DOCUMENT SECTION =>
----------------

Schizophrenia for me, is characterized by hallucinations (specifically the voices and visions of people or ghosts), thoughts of people gossiping about me, following me, or trying to poison me, and false beliefs or delusions...
As I reviewed old college journal entries it saddened me how prevalent my diagnosis of Paranoid Schizophrenia was. Certain phrases gave indication that Schizophrenia was dominate and slowly getting worse. I relied on God to relieve my stressful situations. Now, I will share with you some thoughts I had that I wrote about in my college journal while I was a sophomore and/or junior.
Stress played an intricate role in my symptoms that surfaced. On February 26, 2006, I wrote: "...Although I have been under a lot of stress due to financial, car, and professor conflicts, everything is okay...." Most of the time I tried to stay positive. However, I was obsessed with the idea that someone or some group of college students were gossiping about me. On March 11, 2006, I wrote: "...I have the feeling that people are gossiping about me..."

----------------

SUPPLIED INFORMATION =>
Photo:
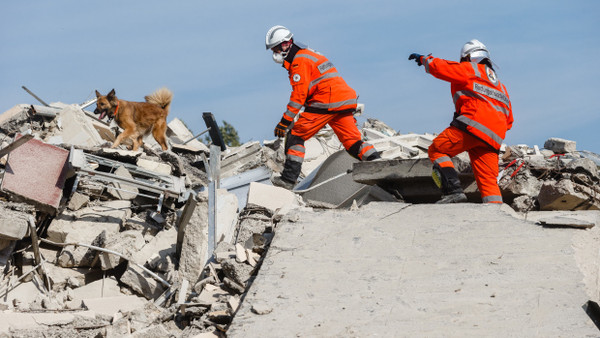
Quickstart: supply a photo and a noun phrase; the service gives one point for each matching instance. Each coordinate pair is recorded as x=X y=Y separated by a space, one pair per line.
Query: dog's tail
x=161 y=97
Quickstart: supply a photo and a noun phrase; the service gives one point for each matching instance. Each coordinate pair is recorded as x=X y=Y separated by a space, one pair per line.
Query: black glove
x=281 y=127
x=416 y=57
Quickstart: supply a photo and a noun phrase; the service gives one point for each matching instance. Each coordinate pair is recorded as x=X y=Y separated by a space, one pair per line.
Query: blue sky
x=211 y=54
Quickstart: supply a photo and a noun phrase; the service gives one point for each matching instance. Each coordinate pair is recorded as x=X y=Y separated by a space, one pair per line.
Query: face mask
x=278 y=57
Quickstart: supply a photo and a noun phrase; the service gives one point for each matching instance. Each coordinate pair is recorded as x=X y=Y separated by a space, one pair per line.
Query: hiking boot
x=280 y=182
x=458 y=197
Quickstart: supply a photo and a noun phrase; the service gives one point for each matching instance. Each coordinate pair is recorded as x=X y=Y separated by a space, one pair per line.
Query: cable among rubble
x=157 y=277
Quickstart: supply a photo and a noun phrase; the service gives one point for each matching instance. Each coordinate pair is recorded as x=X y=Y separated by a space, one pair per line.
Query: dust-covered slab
x=393 y=269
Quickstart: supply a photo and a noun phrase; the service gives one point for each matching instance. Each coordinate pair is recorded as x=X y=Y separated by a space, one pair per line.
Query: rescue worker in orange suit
x=326 y=98
x=483 y=115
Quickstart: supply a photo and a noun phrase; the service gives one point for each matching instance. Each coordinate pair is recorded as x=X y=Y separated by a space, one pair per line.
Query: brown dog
x=137 y=119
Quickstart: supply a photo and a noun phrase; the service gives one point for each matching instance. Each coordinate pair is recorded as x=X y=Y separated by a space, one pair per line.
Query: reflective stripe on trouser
x=294 y=156
x=484 y=161
x=344 y=127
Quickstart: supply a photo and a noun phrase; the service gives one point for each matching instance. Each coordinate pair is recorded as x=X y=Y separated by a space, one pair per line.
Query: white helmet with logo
x=477 y=50
x=277 y=35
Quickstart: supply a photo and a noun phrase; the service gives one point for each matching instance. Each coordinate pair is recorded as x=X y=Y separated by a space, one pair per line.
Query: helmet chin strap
x=279 y=57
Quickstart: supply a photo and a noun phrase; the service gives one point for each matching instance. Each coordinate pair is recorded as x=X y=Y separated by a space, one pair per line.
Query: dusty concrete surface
x=397 y=269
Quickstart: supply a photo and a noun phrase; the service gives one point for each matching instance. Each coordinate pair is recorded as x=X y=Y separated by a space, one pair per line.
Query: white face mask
x=278 y=57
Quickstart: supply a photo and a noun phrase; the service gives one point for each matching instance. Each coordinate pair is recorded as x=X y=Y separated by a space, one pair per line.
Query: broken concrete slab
x=435 y=289
x=239 y=159
x=10 y=321
x=141 y=282
x=560 y=146
x=158 y=167
x=271 y=198
x=194 y=241
x=163 y=244
x=227 y=215
x=108 y=306
x=14 y=224
x=75 y=128
x=40 y=185
x=411 y=178
x=567 y=195
x=240 y=184
x=77 y=201
x=106 y=287
x=126 y=243
x=123 y=191
x=179 y=133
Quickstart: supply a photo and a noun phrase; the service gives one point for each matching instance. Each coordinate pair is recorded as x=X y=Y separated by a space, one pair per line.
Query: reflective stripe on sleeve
x=321 y=78
x=442 y=159
x=492 y=199
x=290 y=114
x=296 y=153
x=310 y=57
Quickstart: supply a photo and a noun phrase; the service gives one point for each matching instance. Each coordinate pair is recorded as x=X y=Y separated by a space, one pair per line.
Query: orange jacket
x=483 y=107
x=316 y=85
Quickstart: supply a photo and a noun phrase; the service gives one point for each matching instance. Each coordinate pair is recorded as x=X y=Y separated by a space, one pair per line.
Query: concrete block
x=152 y=331
x=336 y=187
x=14 y=224
x=84 y=226
x=179 y=133
x=163 y=244
x=77 y=201
x=108 y=306
x=560 y=146
x=141 y=282
x=75 y=128
x=237 y=160
x=36 y=171
x=567 y=195
x=127 y=243
x=105 y=131
x=107 y=287
x=123 y=191
x=29 y=321
x=585 y=166
x=194 y=247
x=227 y=215
x=270 y=197
x=17 y=112
x=411 y=178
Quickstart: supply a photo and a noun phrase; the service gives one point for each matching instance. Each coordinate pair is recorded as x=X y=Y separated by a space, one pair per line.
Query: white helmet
x=277 y=35
x=476 y=50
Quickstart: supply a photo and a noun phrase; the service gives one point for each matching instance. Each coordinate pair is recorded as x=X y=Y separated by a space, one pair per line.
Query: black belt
x=325 y=111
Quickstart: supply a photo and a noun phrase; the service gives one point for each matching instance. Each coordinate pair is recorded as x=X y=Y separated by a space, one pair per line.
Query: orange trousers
x=484 y=160
x=343 y=125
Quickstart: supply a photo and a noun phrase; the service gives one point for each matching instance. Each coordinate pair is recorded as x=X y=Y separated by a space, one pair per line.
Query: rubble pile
x=557 y=177
x=97 y=241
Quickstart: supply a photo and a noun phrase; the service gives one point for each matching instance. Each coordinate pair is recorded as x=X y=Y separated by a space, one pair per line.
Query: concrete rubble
x=109 y=242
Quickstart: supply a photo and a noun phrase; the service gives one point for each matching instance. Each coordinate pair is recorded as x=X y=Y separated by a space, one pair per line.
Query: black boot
x=447 y=179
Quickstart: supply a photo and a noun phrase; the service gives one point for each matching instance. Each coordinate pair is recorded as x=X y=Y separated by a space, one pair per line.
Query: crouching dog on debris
x=137 y=119
x=326 y=99
x=483 y=115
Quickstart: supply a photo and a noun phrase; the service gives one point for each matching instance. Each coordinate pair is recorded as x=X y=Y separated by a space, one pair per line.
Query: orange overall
x=327 y=99
x=483 y=115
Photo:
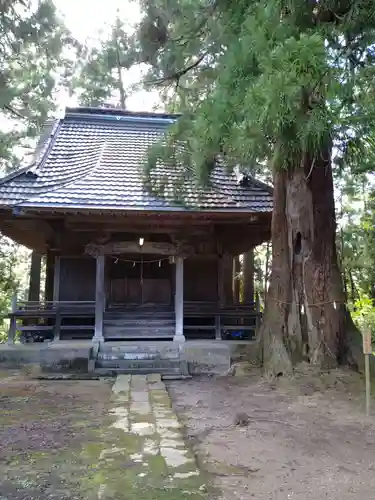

----------------

ASSIGNED TASK 1 => Translate this sentence from the piece on schizophrenia into Spanish: "I relied on God to relieve my stressful situations."
ASSIGNED TASK 2 => Quote the part of the piece on schizophrenia that begins at the words "As I reviewed" and stops after "sophomore and/or junior.".

REPLY 1 => Confiaba en Dios para aliviar mis situaciones estresantes.

REPLY 2 =>
As I reviewed old college journal entries it saddened me how prevalent my diagnosis of Paranoid Schizophrenia was. Certain phrases gave indication that Schizophrenia was dominate and slowly getting worse. I relied on God to relieve my stressful situations. Now, I will share with you some thoughts I had that I wrote about in my college journal while I was a sophomore and/or junior.